━━━ Document segment ━━━

A variety of causes can lead to a patient accumulating multiple drug treatments, or to a treatment being extended indefinitely. In some cases, this is justified, for example in a patient with several conditions that would most certainly worsen if left untreated.
In other patients, such accumulation is less justified. Treatments may be continued simply out of habit, or because nobody has paused to consider whether they are still useful. Healthcare professionals may be unaware that a treatment's harm-benefit balance is no longer favourable, because they have not kept their knowledge up to date. There may be multiple prescribers who do not consult each other, or cannot be contacted by pharmacists who may wish to raise concerns over the consequences for the patient of dispensing some of the prescribed drugs. And some treatments are prescribed under the influence of pharmaceutical marketing or, more insidiously, social pressure.

━━━ Material provided ━━━

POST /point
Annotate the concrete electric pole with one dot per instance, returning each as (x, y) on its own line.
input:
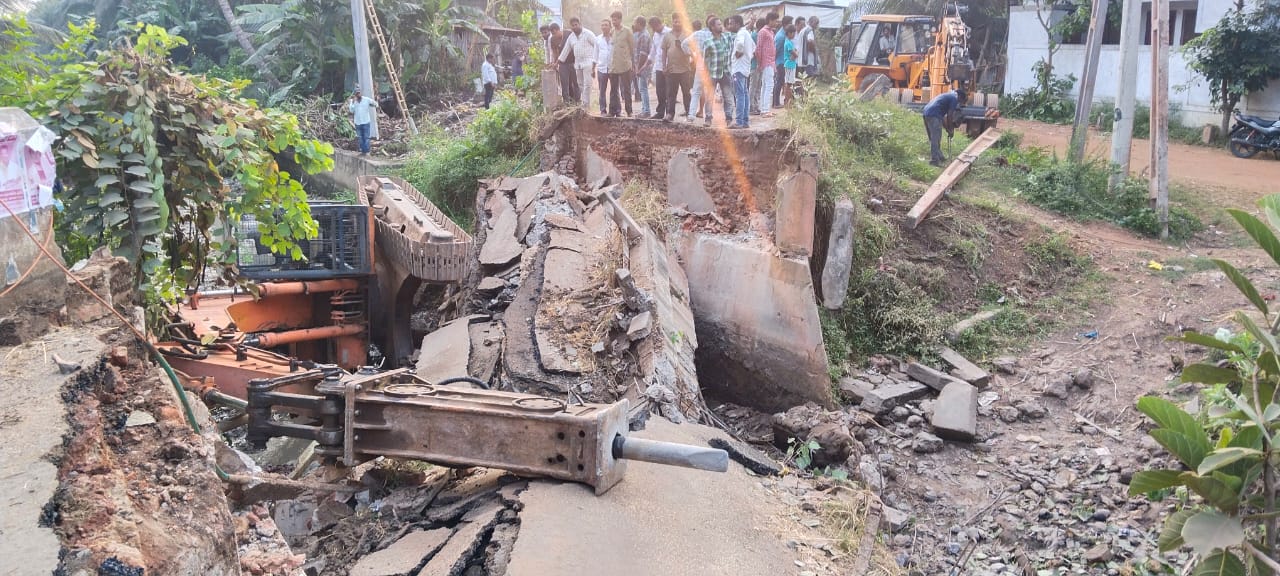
(1160, 112)
(364, 68)
(1121, 129)
(1084, 100)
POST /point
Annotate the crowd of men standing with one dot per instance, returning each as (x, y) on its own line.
(754, 65)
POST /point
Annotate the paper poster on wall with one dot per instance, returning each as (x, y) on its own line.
(27, 170)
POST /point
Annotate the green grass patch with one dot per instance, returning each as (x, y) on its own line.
(1018, 323)
(1079, 191)
(446, 167)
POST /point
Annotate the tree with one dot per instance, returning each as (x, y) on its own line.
(1233, 524)
(1238, 55)
(152, 158)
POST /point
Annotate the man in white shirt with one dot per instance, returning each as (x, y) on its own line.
(581, 46)
(489, 78)
(658, 59)
(603, 53)
(740, 65)
(801, 37)
(809, 50)
(694, 46)
(362, 109)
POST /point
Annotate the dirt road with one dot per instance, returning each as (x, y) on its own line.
(1200, 167)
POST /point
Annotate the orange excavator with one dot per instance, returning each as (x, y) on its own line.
(914, 58)
(347, 304)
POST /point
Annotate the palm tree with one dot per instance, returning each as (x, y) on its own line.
(241, 36)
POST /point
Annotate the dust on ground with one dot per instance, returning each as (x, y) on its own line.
(31, 426)
(1228, 179)
(1046, 485)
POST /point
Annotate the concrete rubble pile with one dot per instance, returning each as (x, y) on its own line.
(402, 522)
(571, 304)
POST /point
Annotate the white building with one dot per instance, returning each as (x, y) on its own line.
(1188, 91)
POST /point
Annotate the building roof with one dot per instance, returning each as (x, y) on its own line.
(830, 14)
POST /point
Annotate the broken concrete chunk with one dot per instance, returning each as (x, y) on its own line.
(560, 220)
(487, 339)
(964, 369)
(886, 398)
(927, 443)
(1005, 365)
(894, 519)
(490, 286)
(840, 256)
(955, 415)
(403, 556)
(685, 183)
(568, 240)
(1059, 385)
(138, 419)
(855, 389)
(501, 246)
(635, 297)
(446, 352)
(964, 325)
(452, 560)
(932, 378)
(640, 327)
(1083, 378)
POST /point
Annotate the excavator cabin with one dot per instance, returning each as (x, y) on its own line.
(912, 59)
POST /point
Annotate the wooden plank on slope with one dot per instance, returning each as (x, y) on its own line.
(959, 168)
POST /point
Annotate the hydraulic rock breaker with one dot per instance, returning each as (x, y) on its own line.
(396, 414)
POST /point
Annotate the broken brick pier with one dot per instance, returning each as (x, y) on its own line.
(743, 205)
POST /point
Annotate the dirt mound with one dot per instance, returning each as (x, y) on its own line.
(137, 490)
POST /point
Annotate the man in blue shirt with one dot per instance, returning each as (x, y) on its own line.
(362, 109)
(935, 113)
(778, 39)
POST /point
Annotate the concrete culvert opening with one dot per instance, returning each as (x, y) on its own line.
(744, 206)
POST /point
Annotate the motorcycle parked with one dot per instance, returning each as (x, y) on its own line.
(1252, 135)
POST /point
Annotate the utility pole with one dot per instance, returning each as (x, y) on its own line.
(1121, 129)
(1084, 100)
(364, 68)
(1160, 112)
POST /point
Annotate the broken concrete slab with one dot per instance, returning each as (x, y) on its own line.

━━━

Exercise aim: Return, word for word, the part of the passage on accumulating drug treatments that opens with the words containing "A variety of" and closes with "if left untreated.". The items are separate from the passage on accumulating drug treatments.

Final answer:
A variety of causes can lead to a patient accumulating multiple drug treatments, or to a treatment being extended indefinitely. In some cases, this is justified, for example in a patient with several conditions that would most certainly worsen if left untreated.